● Directions for this task: Repeat verbatim the part of the items below that opens with the line containing "If you could tag every instance of the tree" and runs through the final line of the items.

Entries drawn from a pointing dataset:
==========
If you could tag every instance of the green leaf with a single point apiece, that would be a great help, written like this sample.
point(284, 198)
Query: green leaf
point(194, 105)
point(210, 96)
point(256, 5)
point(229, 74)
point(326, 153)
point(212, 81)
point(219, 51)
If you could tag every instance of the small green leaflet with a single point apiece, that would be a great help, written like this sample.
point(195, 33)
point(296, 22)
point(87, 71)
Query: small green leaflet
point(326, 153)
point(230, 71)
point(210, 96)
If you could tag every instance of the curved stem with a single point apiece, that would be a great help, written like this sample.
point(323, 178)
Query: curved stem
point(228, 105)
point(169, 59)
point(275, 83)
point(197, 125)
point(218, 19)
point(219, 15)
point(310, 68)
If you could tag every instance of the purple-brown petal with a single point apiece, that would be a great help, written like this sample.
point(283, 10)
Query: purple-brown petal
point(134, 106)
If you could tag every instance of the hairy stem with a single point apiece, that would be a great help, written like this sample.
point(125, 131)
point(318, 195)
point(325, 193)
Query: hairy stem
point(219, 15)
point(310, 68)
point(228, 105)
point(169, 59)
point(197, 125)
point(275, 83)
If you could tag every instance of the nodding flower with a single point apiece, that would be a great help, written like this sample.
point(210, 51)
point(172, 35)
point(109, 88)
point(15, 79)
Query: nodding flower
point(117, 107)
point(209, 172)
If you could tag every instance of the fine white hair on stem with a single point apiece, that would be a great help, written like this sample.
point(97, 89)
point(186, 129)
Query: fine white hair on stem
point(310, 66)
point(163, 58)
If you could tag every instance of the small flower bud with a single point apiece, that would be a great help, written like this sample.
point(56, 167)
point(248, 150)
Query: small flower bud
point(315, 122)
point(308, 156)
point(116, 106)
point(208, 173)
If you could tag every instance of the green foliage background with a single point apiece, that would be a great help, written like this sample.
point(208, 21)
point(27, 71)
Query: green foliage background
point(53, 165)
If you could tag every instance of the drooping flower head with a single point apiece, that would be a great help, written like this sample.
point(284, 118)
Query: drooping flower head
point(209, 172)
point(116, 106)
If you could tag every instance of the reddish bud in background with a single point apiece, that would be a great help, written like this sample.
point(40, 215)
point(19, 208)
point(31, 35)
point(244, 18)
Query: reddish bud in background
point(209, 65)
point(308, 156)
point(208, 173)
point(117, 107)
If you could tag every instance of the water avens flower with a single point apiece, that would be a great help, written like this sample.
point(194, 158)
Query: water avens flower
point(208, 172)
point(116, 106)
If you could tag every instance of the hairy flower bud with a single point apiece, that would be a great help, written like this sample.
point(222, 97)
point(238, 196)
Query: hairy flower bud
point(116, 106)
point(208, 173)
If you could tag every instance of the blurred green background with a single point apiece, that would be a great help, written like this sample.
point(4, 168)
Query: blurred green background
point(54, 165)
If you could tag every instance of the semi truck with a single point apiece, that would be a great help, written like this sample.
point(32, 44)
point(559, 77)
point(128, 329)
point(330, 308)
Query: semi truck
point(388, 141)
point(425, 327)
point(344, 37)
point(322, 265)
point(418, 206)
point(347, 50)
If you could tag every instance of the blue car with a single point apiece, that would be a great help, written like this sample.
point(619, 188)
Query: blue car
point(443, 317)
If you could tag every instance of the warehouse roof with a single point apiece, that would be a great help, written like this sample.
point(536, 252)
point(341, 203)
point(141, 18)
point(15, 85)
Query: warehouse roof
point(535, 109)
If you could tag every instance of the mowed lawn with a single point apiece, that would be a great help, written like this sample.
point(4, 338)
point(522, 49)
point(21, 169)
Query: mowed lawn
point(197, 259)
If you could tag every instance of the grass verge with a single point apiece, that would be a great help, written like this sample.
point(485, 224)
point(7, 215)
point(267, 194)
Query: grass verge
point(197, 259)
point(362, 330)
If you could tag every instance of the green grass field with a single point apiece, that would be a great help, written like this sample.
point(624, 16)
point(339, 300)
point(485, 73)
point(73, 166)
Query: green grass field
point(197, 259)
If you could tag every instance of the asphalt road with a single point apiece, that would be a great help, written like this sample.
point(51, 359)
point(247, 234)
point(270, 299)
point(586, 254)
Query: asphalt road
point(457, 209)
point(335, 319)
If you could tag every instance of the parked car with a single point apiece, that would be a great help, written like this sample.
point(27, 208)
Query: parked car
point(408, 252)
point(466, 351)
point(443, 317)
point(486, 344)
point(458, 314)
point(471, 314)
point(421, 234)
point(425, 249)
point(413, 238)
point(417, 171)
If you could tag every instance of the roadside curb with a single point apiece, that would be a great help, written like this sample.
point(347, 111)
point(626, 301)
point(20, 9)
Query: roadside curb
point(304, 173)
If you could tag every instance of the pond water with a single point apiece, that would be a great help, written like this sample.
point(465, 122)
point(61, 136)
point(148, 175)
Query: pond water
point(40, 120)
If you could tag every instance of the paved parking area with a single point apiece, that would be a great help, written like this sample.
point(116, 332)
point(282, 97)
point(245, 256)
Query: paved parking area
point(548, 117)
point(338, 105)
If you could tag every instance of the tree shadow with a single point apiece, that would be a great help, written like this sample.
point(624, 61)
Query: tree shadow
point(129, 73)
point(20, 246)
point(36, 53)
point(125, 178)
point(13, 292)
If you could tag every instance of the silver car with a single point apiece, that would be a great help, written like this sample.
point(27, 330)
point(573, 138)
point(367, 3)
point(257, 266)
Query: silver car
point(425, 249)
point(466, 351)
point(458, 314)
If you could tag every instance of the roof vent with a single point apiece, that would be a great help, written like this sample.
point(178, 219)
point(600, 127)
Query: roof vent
==========
● Result of the task:
If you could tag every instance of the tree shadow with a single point apiece, that would be a great help, written like this sample.
point(624, 61)
Query: tree shadow
point(129, 73)
point(20, 246)
point(36, 53)
point(125, 178)
point(13, 292)
If you could tag every instance of the silver car with a single point apiece, that would be a great help, written like this sample.
point(27, 330)
point(573, 138)
point(367, 3)
point(257, 266)
Query: silver car
point(425, 249)
point(466, 351)
point(458, 314)
If you could tag every instance of the roof vent with a single point apiece, that would be a great help, written like this sample.
point(178, 219)
point(600, 127)
Query: roof vent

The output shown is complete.